Russia clashed with European nations in the UN Security Council on Wednesday over a report issued by the Organization for the Prohibition of Chemical Weapons (OPCW) blaming the Syrian air force for a series of attacks using sarin and chlorine on opposition-held town in 2017.
Moscow described the report as “baseless” by the time the Europeans demanded accountability for the Syrian regime action.
In a 82-page report issued April 8, the the global chemical weapons watchdog said the Syrian air force dropped bombs containing either chlorine or sarin on a hospital and open farmland in the central town of Latamneh, injuring over 70 people and killing at least three — a surgeon and two others.
The exchanges between Russia and the Europeans took place at the monthly meeting on Syria’s chemical weapons, which was closed, the Associated Press (AP) reported.
The group's investigative team noted that “there are reasonable grounds” to believe the perpetrators in Latamneh of the use of sarin on March 24 and 30, and chlorine on March 25, 2017, were part of the Syrian Arab Air Force, OPCW coordinator Santiago Oñate-Laborde said.
The investigation included interviews with witnesses, analyses of samples taken from the sites of the attacks, as well as review of symptoms reported by those affected and medical staff, along with examination of imagery, including satellite images.
For his part, UN spokesman Stephane Dujarric said UN disarmament chief Izumi Nakamitusu briefed the council, including on the findings of the OPCW report, and stressed that they were “deeply distressing.”
Dujarric said Nakamitusu reiterated Secretary-General Antonio Guterres’ position “that the use of chemical weapons by anyone, anywhere, is intolerable and impunity for their use is equally unacceptable. It is imperative to identify and hold accountable all those who have used chemical weapons.”
Germany’s deputy UN ambassador Jurgen Schulz told the council: “Accountability is essential and impunity for these heinous crimes is not an option.”
Also, Estonia’s UN Ambassador Sven Jürgenson supported the report’s findings and condemned “the use of chemical weapons by the Syrian regime.”
After the report was issued, a Syrian Foreign Ministry official, quoted on state media, said: “Syria condemns in the strongest terms what was stated in the report,” and “categorically denies that it used toxic gases in the town of Latamneh or in any other Syrian city or village.”
Meanwhile, Russia’s UN Ambassador Vassily Nebenzia told the council that all of Syria’s chemical weapons were destroyed and accused the OPCW experts of “echoing baseless accusations” by some unnamed countries, “biases,” and preparing a report “without even the slightest traces of due diligence.”
According to AP, the report said that Syrian authorities repeatedly refused to cooperate with the investigation.

**List of tasks**:
A - Rewrite the paragraph of the article beginning "The investigation included" as a bulleted list of what the investigation involved.
B - Edit the article from "In a 82-page" through "Santiago Oñate-Laborde said.", inclusive, replacing "closed" with "private".

**Given data**:

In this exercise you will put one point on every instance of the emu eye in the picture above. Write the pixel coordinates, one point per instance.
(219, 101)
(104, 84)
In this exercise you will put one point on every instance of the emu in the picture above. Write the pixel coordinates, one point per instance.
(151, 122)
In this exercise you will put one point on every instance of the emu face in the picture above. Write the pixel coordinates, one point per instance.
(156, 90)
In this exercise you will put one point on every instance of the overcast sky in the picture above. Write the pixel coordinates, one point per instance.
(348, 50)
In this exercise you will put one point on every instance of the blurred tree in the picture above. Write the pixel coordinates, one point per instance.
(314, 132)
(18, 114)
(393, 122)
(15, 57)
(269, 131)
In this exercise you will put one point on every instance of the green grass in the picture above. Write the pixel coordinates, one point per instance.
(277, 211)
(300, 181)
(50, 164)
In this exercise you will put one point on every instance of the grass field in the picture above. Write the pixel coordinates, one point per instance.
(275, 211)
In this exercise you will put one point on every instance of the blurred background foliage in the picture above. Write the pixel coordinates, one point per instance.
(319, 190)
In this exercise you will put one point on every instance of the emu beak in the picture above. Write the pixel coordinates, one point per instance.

**Answers for the tasks**:
A -
- Interviews with witnesses
- Analyses of samples taken from the sites of the attacks
- Review of symptoms reported by those affected and by medical staff
- Examination of imagery, including satellite images

B -
In a 82-page report issued April 8, the the global chemical weapons watchdog said the Syrian air force dropped bombs containing either chlorine or sarin on a hospital and open farmland in the central town of Latamneh, injuring over 70 people and killing at least three — a surgeon and two others.
The exchanges between Russia and the Europeans took place at the monthly meeting on Syria’s chemical weapons, which was private, the Associated Press (AP) reported.
The group's investigative team noted that “there are reasonable grounds” to believe the perpetrators in Latamneh of the use of sarin on March 24 and 30, and chlorine on March 25, 2017, were part of the Syrian Arab Air Force, OPCW coordinator Santiago Oñate-Laborde said.